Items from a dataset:
## begin

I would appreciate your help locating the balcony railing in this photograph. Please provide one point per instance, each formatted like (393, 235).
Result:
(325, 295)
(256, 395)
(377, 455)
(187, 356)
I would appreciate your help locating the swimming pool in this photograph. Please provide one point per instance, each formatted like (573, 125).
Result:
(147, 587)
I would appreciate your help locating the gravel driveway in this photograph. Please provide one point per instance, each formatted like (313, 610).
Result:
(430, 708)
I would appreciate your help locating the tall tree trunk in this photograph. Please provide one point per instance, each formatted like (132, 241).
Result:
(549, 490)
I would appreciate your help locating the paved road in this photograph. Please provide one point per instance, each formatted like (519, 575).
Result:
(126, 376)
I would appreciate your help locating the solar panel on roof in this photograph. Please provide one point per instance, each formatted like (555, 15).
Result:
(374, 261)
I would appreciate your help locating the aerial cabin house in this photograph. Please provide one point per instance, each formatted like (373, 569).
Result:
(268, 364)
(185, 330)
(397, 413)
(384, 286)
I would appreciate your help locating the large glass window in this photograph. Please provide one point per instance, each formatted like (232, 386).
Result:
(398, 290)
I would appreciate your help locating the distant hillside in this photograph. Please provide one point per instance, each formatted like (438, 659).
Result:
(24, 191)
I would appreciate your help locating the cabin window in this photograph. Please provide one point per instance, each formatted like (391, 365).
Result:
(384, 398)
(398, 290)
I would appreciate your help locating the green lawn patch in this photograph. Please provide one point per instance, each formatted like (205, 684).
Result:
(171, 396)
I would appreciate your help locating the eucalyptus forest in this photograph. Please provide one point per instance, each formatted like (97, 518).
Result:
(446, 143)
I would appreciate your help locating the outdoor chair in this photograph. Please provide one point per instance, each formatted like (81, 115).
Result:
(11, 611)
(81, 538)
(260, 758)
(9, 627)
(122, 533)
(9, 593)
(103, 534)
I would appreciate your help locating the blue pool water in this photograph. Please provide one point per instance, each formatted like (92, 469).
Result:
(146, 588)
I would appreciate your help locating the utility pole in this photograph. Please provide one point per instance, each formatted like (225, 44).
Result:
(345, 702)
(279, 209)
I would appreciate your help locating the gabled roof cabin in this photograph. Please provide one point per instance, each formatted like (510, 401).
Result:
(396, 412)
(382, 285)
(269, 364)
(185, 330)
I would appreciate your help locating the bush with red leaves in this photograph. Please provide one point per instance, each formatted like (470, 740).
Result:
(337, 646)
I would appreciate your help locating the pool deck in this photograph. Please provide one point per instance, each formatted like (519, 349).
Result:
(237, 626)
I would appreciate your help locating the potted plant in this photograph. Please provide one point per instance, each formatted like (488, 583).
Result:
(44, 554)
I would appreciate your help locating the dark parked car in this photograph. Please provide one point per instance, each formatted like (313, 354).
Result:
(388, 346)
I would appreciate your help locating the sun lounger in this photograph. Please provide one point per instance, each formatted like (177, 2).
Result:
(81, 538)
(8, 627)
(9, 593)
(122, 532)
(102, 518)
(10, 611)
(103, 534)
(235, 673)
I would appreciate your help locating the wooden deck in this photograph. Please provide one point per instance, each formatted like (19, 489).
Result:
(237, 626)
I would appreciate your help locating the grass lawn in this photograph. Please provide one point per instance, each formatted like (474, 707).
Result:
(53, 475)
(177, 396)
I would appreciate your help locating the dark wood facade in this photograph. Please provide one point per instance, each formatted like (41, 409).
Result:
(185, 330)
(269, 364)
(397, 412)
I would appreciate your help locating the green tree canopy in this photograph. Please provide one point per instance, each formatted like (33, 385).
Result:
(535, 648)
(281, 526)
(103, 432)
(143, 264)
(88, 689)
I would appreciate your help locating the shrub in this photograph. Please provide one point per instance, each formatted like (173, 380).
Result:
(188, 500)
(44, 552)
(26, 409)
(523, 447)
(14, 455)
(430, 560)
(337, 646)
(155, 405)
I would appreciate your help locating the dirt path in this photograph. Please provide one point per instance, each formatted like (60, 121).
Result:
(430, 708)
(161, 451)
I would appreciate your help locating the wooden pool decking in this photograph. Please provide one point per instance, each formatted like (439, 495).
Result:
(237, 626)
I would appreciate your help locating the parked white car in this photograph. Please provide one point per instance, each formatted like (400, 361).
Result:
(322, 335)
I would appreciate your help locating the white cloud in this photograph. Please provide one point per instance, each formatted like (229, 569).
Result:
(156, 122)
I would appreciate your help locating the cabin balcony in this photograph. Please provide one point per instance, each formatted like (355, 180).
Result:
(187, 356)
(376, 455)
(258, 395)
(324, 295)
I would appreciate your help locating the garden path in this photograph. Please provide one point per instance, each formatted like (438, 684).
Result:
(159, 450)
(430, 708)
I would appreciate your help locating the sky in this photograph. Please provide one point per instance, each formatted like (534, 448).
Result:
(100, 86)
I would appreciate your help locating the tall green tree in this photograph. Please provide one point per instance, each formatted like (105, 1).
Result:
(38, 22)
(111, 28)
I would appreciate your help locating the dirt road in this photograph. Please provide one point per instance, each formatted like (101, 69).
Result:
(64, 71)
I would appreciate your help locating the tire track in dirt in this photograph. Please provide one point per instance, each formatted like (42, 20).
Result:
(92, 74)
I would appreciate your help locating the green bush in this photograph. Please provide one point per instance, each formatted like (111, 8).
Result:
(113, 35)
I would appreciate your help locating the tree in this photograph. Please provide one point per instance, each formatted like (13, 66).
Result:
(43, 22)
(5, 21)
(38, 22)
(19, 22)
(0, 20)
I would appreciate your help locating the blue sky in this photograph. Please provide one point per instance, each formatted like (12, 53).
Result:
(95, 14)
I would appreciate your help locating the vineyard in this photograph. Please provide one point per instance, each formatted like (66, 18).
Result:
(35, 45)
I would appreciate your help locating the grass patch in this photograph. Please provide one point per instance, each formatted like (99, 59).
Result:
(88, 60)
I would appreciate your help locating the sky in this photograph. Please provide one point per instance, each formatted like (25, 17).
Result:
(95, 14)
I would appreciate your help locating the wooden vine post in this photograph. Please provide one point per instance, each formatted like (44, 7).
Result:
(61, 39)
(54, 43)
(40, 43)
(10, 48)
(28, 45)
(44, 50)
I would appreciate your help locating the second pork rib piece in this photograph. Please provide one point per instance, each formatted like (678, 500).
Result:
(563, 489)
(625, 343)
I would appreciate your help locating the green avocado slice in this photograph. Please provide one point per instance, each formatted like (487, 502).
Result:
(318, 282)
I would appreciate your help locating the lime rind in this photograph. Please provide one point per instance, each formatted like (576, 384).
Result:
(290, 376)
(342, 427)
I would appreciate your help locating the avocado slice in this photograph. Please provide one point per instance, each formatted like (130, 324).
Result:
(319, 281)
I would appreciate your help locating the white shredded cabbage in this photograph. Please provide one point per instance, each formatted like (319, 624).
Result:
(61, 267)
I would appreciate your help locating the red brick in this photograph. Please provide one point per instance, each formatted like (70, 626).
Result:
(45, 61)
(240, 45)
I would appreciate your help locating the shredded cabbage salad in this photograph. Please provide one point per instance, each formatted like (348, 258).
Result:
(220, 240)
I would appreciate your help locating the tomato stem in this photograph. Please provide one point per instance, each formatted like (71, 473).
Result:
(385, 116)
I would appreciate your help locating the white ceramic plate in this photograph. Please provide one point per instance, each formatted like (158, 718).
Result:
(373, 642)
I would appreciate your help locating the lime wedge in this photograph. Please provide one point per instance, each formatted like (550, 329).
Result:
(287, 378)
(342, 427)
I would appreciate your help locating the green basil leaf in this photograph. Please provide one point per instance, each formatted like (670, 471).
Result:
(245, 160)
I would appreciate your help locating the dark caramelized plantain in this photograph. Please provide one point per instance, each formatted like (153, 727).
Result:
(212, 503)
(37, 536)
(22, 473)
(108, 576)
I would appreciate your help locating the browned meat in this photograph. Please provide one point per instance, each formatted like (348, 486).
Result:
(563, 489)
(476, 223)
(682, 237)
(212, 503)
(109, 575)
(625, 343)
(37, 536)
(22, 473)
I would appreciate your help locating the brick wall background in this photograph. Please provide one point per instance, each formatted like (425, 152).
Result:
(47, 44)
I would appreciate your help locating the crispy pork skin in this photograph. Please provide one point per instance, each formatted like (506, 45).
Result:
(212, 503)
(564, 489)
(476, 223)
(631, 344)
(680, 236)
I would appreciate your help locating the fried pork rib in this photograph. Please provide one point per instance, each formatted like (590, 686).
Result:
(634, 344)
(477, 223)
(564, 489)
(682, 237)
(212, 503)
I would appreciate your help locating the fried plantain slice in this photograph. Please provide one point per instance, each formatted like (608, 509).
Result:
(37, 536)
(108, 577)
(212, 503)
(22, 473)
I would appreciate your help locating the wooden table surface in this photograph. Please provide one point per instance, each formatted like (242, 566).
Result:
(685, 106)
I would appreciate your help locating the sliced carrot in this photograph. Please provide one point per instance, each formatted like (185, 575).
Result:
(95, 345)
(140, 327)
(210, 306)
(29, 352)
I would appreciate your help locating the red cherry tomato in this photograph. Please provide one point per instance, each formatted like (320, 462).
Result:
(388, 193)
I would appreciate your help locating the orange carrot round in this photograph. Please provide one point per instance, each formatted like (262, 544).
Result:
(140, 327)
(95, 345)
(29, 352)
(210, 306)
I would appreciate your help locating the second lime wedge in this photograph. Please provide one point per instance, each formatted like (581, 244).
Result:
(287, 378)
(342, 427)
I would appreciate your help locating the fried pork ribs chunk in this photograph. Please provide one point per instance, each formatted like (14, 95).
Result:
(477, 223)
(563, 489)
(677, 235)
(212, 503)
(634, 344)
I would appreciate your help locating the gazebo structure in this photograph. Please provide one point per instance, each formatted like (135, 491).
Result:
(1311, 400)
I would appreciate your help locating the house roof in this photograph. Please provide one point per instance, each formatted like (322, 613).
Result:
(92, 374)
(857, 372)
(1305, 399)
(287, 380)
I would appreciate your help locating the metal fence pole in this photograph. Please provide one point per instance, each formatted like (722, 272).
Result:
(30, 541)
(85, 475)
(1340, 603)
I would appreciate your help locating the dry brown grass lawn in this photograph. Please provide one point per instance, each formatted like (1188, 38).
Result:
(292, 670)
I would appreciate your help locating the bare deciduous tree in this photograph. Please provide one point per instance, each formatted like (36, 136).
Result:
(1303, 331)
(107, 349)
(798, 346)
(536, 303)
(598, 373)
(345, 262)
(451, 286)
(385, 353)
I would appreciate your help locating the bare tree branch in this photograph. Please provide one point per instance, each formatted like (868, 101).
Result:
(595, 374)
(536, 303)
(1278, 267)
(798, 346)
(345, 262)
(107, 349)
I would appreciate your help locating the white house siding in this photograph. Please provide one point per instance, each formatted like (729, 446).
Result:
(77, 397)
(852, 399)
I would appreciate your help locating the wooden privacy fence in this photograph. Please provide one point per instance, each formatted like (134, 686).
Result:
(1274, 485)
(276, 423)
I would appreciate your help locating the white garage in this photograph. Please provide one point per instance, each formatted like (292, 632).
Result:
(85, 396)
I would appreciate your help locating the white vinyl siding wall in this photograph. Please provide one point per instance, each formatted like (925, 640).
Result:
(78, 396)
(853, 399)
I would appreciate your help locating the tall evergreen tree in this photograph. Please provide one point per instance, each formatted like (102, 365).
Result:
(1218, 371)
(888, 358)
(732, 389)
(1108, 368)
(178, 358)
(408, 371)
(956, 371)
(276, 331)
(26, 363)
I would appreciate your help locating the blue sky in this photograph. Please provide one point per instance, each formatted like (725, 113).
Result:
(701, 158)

## end

-- WRITTEN TASK --
Write out the lines above from the one containing "like (725, 113)." through the end of the items, both ends included, reproducing them verbatim.

-- WRITTEN SOLUTION --
I would appreciate your help locating the blue sky in this photograph. Please provide one point per instance, each formatted like (725, 113).
Result:
(701, 158)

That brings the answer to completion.